Article ▸
* * * * *

In ddsjoberg/sjosmooth: Kernel smoothing for time to event data
knitr::opts_chunk$set(
collapse = TRUE,
comment = "#>"
)
require(ggplot2)
Introduction
The sjosmooth package (pronounced sō smüt͟h) was built primarily to perform kernel smoothing on censored time-to-event or survival data. The package provides kernel smoothed estimates of survival probabilities at specified times. The sm package is closely related to the sjosmooth package in that it also performs kernel smoothing with censored time-to-event data; however, the sm package only allows for univariate estimation of a survival quantile (i.e. median survival time) using the Gaussain kernel (sm::sm.survival()). sjosmooth allows for the use of other kernels and for one or more independent variables. Here, we present a tutorial on the use of sm.coxph, which performs kernel smoothing from Cox proportional hazards regression models (survival::coxph()).
Before we get any further into the use of the sjosmooth package and the sm.coxph function, load a few useful packages into memory.
library(tidyverse)
library(ggplot2)
library(plotly)
library(sjosmooth)
library(survival)
Example 1
Estimating 1-year survival--simple linear model
Let's begin with a basic scenario where the true realtionship between the hazard, $h(t; x)$, and a single covariate $x$ has a linear relationship in the Cox model with slope coeffiicient equal to 1 and baseline hazard 1 (i.e. $\beta = 1$ and $h_0(t) = 1$).
$$
h(t) = h_0(t)e^{\beta x} = e^x
$$
The survival probability at time 1, $t_0 = 1$, is given by
$$
S(t_0 = 1; X) = exp(-\int_{0}^{1}h_0(t)dt*e^{x}) = exp(-e^{x})
$$
Let's will simulate data that follows the model above, and we will use kernel smoothing methods to estimate the survival probabilities by the covariate $x$.
# generating x first, then we will simualte the outcome
n = 1500
set.seed(568)
sjosmooth = tibble(x = seq(from = 0, to = 1, length.out = n))
# simulating the time to event outcome assuming a correct Cox model
sjosmooth = mutate(sjosmooth,
xb = x,
time = -log(runif(n, 0, 1)) * exp(-xb),
# getting the true survival probabilites at time 1 using x
survt1 = exp(-exp(xb)))
I'l check my simulations now to ensure that the data was simulated accurately. The \beta coefficient from the Cox model should be near 1.
mod = coxph(Surv(time) ~ x, data = sjosmooth)
summary(mod)
The estiamted coefficent is r round(mod$coefficients, 3)--close to 1 as expected.

* * * * *

Data extracted from a collection
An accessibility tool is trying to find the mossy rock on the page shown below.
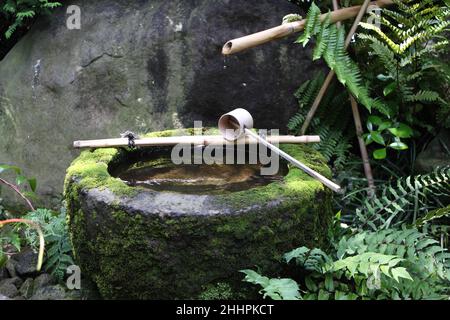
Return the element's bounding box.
[65,131,332,299]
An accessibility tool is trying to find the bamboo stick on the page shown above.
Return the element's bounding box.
[300,0,370,134]
[73,136,320,148]
[222,0,393,55]
[244,129,342,192]
[350,95,375,197]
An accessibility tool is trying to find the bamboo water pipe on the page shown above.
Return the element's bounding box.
[222,0,393,55]
[73,135,320,148]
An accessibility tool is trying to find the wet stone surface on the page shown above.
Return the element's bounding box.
[114,158,287,194]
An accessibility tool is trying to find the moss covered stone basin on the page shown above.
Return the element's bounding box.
[65,131,332,299]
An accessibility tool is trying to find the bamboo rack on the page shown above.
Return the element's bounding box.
[73,135,320,149]
[222,0,393,55]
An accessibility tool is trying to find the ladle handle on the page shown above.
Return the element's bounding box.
[245,128,342,192]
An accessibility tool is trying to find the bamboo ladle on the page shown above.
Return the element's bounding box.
[219,108,342,192]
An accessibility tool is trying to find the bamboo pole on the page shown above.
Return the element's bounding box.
[222,0,393,55]
[300,0,370,134]
[244,129,342,193]
[325,0,375,192]
[73,136,320,148]
[350,95,375,197]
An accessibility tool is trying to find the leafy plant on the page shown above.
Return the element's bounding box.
[242,229,450,300]
[0,0,62,39]
[358,0,450,131]
[344,166,450,230]
[287,73,355,170]
[19,207,74,280]
[296,2,389,115]
[363,116,413,159]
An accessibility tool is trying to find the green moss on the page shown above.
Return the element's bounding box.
[198,282,237,300]
[65,131,332,299]
[216,144,331,207]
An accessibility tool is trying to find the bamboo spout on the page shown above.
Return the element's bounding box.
[73,136,320,149]
[222,0,393,55]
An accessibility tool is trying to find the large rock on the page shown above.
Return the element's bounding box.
[11,248,38,277]
[65,131,332,299]
[0,0,316,206]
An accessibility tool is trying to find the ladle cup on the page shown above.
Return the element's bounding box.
[218,108,342,192]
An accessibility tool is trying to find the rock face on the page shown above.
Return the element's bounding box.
[0,0,317,206]
[65,131,332,299]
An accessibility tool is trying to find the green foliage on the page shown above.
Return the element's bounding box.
[363,116,413,159]
[244,229,450,300]
[358,0,450,131]
[241,270,300,300]
[0,164,37,194]
[0,0,62,39]
[288,73,355,170]
[414,205,450,227]
[19,206,74,281]
[344,166,450,230]
[296,3,389,115]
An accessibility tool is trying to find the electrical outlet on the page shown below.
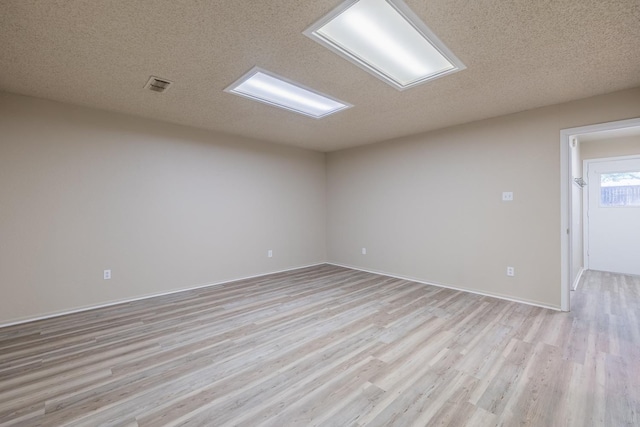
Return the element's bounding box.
[502,191,513,202]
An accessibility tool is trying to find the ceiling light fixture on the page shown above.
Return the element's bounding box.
[304,0,466,90]
[224,67,352,119]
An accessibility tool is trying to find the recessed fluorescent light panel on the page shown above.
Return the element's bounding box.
[225,67,352,119]
[304,0,466,90]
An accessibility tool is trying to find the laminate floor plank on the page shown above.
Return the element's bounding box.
[0,265,640,427]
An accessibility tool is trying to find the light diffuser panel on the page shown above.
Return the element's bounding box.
[305,0,465,89]
[225,67,351,119]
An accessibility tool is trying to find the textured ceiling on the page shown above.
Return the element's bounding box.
[0,0,640,151]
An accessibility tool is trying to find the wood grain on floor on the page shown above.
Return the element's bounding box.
[0,265,640,427]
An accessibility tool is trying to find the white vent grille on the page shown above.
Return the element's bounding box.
[144,76,173,93]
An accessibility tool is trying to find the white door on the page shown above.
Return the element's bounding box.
[585,158,640,275]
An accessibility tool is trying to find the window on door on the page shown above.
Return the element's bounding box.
[600,171,640,208]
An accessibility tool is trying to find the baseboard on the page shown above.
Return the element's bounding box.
[0,262,327,328]
[571,268,584,291]
[327,262,562,311]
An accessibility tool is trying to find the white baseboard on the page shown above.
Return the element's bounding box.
[571,268,584,291]
[0,262,326,328]
[327,262,562,311]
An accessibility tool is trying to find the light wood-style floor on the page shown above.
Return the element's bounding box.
[0,265,640,427]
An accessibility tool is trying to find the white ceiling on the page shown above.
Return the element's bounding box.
[0,0,640,151]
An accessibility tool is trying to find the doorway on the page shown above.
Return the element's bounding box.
[560,118,640,311]
[583,156,640,275]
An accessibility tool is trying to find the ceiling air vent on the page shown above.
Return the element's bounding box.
[144,76,173,93]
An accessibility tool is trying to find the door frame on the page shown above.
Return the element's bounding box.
[582,154,640,270]
[560,118,640,311]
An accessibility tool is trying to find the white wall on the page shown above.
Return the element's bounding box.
[580,135,640,160]
[327,88,640,308]
[570,138,584,287]
[0,93,326,324]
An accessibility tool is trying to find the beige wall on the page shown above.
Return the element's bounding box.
[580,136,640,160]
[327,89,640,307]
[0,94,326,324]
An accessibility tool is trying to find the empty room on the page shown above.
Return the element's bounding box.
[0,0,640,427]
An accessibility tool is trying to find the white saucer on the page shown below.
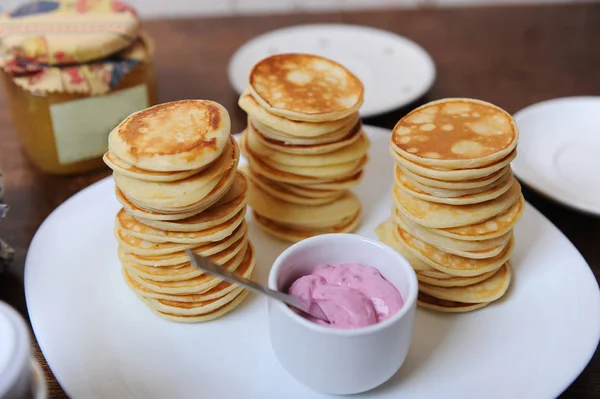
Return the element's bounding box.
[512,97,600,215]
[25,126,600,399]
[229,24,435,117]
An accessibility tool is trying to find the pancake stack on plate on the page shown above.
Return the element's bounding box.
[377,99,524,312]
[104,100,254,323]
[239,54,370,242]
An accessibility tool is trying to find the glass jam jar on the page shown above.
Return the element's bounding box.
[0,0,157,174]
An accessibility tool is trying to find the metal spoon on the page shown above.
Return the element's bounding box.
[185,249,329,321]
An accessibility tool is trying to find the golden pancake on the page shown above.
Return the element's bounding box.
[253,211,361,242]
[248,114,358,146]
[142,290,248,323]
[393,180,521,230]
[123,222,248,267]
[102,152,202,182]
[397,227,515,277]
[396,168,516,205]
[144,287,243,316]
[125,243,255,296]
[390,148,517,182]
[117,238,248,281]
[394,166,512,200]
[417,270,497,287]
[240,168,344,205]
[392,208,512,252]
[115,164,237,221]
[114,223,198,256]
[135,173,247,232]
[396,163,510,191]
[244,125,370,169]
[238,90,358,137]
[134,250,255,315]
[417,292,491,313]
[240,136,330,184]
[261,155,368,180]
[117,209,246,245]
[419,262,511,303]
[108,100,231,172]
[249,54,364,122]
[418,268,454,280]
[123,242,248,295]
[248,182,361,229]
[123,163,237,216]
[391,98,518,169]
[115,186,198,221]
[248,122,364,155]
[375,219,435,272]
[436,195,525,240]
[113,136,239,213]
[282,182,347,200]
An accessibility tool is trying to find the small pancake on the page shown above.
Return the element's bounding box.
[136,250,255,316]
[392,179,521,230]
[240,168,344,205]
[123,241,254,294]
[392,208,512,252]
[417,292,491,313]
[248,114,359,146]
[396,169,515,205]
[132,173,247,232]
[240,136,330,185]
[108,100,231,172]
[102,151,202,182]
[375,219,435,272]
[436,195,525,240]
[253,211,361,242]
[244,129,370,168]
[123,242,248,295]
[248,122,365,155]
[248,182,361,230]
[117,208,246,248]
[117,237,248,281]
[390,148,517,182]
[261,155,368,180]
[115,164,237,221]
[417,270,497,287]
[249,54,364,122]
[391,98,518,169]
[276,182,345,199]
[238,90,358,137]
[419,262,511,303]
[124,222,248,267]
[396,163,510,190]
[113,136,239,213]
[142,290,249,323]
[394,166,512,199]
[397,227,515,277]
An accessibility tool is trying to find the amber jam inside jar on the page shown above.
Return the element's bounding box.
[0,0,157,174]
[2,58,157,174]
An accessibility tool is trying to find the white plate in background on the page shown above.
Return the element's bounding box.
[229,24,435,117]
[25,126,600,399]
[512,97,600,215]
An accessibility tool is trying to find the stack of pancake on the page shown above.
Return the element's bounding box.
[104,100,254,323]
[377,99,524,312]
[239,54,370,242]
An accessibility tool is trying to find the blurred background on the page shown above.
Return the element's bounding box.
[0,0,600,19]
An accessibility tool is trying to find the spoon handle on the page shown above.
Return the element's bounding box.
[185,249,306,311]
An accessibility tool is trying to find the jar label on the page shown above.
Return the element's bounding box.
[50,84,149,165]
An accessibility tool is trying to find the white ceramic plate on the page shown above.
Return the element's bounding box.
[25,127,600,399]
[513,97,600,215]
[229,24,435,117]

* * * * *

Goal of the exercise ▸ According to the sjosmooth tutorial, what does the sm.coxph function do?

Response to the task ▸ It performs kernel smoothing from Cox proportional hazards regression models.